* Start PAGE EXTRACT *

Auto Worker Strikes in China: What Did They Win?

Two thousand workers at a Honda transmission plant in Foshan, China, went on strike last May. Here workers march inside the factory compound.

Last summer’s auto worker strikes in South China reverberated throughout the country and overseas.

As workers in supplier companies for Honda, Toyota, and other auto multinationals downed tools, the international business press expressed fear over the rising power of workers in China.

At the same time, a tragic series of suicides at Foxconn—the world’s largest contract manufacturer of computers and iPods—exposed the inhumane nature of low-wage mass production for global brands such as Apple, HP, and Nokia.

Both events shook unions and the public in China—and experts thought they could be a watershed moment for labor relations in the country.

But the workers’ activity disappeared from the media radar almost as quickly as it arrived. What happened?

Workers vs. Boss—and Government

Last May 2,000 workers at a Honda transmission plant in the Nanhai district of the city of Foshan went on strike. The trigger was a rise of the legal local minimum wage from $123 to $147, announced by the city government May 1 in response to rapidly rising costs of living. The workers expected a raise in their monthly wages equal to this amount. Factory management added $24 to the transmission workers’ monthly base wage but reduced their monthly subsidies (for food, housing, and regular attendance) from $48 to $29. The net gain was only $5 per month.

Lean and Mean…

South China’s Pearl River Delta—around Hong Kong, Shenzhen, and Guangzhou—has the largest concentration of manufacturing in the world. About 25 million industrial workers, most of them migrants from the countryside, churn out consumer products for global brands in garments, toys, furniture, and electronics. The delta is a major hub for auto: Honda and Toyota are there Volkswagen is on its way, and the rising star of the Chinese electric car industry is in Shenzhen.

Supplier factories have mushroomed. Most produce for the Chinese market, but Honda and Toyota have started to export components such as engines to the West.

The factories feature the latest in both technologies and organization. The Japanese have brought their famous lean production system to China, featuring just-in-time production, management-by-stress, and division of workers along the supply chains. Working conditions in the assembly and engine plants are comparable to those in modern car factories around the world, but upscale by Chinese standards.

Auto workers are among the highest paid in the region. The monthly wage is around $400. Companies pay one to six times the monthly wage in bonuses each year; profit sharing and productivity bonuses are widespread. Overtime is within the legal limits (36 hours per month, based on a 40-hour work week). The average age is less than 24 at Toyota and less than 28 at Honda.

Conditions at supplier companies are far worse. The factories are mostly clean and air-conditioned (still considered a luxury in South China’s subtropical climate), but wages are around the legal minimum of $112-$144 a month. Overtime is often beyond the legal limits, which are not enforced by local governments. Turnover is very high. Many workers are employed as “interns” on placement from technical schools.

…with Chinese Characteristics

Government policy is that all foreign-owned auto plants must be joint ventures with state-owned car makers. The suppliers, on the other hand, are directly owned by Honda and Toyota, and some have private Chinese or Hong Kong-based investors.

* End PAGE EXTRACT *

__WORK TO BE COMPLETED__. From the article on the auto worker strikes in China, extract the passage starting with "At the same" and going on through "HP, and Nokia.". The material after this article is not needed for anything here.

* Start INFORMATION SUPPLIED *

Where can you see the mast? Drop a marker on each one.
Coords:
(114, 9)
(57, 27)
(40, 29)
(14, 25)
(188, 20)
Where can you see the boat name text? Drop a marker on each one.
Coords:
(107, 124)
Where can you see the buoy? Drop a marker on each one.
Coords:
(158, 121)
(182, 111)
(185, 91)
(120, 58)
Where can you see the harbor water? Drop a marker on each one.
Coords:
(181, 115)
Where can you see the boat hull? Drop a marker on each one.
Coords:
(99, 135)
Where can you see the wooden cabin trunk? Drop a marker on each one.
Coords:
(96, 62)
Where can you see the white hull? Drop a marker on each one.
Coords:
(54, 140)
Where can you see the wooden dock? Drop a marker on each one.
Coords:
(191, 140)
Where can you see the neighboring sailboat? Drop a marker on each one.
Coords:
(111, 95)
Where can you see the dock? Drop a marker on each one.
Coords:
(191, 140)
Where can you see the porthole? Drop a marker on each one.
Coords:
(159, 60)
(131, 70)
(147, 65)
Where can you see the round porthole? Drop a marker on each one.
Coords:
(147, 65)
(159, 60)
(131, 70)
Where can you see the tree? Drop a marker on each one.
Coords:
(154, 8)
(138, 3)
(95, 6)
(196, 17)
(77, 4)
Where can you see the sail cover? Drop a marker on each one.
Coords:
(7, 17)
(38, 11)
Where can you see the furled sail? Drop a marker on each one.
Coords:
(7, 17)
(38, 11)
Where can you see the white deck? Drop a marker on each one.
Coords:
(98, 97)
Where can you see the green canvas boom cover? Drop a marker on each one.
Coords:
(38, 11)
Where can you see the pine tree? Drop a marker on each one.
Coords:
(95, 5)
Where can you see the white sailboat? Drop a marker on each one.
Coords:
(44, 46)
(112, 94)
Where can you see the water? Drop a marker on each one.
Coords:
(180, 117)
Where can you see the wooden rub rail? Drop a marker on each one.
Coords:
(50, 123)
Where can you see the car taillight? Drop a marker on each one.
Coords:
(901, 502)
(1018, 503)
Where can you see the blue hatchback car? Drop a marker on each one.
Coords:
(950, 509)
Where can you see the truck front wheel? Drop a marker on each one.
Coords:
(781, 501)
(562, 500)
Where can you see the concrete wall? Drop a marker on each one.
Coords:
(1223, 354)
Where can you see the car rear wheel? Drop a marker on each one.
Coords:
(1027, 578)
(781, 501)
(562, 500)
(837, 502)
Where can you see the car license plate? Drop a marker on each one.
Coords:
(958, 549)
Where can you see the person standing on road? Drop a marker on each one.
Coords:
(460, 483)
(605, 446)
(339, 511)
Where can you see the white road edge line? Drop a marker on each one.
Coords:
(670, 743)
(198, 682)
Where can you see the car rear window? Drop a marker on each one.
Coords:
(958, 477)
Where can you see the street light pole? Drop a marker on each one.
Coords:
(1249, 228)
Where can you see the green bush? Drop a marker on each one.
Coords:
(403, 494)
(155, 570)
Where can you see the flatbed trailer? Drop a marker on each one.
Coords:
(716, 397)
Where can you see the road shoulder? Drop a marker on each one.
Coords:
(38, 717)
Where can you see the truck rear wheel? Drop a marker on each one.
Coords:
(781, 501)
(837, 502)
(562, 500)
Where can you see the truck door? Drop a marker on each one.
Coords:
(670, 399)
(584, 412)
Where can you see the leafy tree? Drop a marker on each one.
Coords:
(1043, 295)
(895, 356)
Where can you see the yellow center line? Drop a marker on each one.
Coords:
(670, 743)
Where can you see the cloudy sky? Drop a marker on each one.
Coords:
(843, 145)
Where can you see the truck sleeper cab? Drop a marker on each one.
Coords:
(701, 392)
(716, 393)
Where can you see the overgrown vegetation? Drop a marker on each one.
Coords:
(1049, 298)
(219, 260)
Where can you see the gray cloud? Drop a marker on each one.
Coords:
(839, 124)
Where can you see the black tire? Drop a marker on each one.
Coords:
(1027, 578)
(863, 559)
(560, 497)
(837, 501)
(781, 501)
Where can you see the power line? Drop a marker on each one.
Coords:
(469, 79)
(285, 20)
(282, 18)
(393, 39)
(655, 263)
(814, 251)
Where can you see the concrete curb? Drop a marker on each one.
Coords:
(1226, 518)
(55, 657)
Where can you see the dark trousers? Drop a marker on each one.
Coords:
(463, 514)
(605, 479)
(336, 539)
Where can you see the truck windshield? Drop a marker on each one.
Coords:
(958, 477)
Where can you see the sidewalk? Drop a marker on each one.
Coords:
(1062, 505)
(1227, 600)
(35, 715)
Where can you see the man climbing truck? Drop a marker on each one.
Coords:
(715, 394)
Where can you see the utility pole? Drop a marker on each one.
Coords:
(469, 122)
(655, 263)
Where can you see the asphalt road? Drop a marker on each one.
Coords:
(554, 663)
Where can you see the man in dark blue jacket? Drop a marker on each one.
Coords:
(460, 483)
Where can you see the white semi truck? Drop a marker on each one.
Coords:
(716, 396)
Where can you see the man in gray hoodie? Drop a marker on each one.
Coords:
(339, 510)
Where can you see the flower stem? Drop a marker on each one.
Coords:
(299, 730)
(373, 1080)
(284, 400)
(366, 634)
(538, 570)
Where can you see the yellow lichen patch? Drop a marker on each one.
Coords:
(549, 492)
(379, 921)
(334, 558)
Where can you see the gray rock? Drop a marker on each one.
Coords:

* End INFORMATION SUPPLIED *

__THE RESULT__.
At the same time, a tragic series of suicides at Foxconn—the world’s largest contract manufacturer of computers and iPods—exposed the inhumane nature of low-wage mass production for global brands such as Apple, HP, and Nokia.